[Start of Attachment]
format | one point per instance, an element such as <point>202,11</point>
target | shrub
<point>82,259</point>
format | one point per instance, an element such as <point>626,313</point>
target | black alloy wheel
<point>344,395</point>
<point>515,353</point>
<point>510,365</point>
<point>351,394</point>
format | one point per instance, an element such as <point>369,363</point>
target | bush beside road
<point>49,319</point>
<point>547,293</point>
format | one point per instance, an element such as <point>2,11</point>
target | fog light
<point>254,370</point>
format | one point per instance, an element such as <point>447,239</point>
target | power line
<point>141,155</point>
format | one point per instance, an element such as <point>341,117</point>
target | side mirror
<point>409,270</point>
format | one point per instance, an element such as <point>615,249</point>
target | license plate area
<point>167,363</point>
[End of Attachment]
▶ [Work request] Please return the span of lines above that opens with the one containing "such as <point>615,249</point>" and closes with the final line, both included, exactly as written and nothing more.

▶ [Exercise output]
format | one point per instance, an element such as <point>615,249</point>
target | license plate area
<point>167,363</point>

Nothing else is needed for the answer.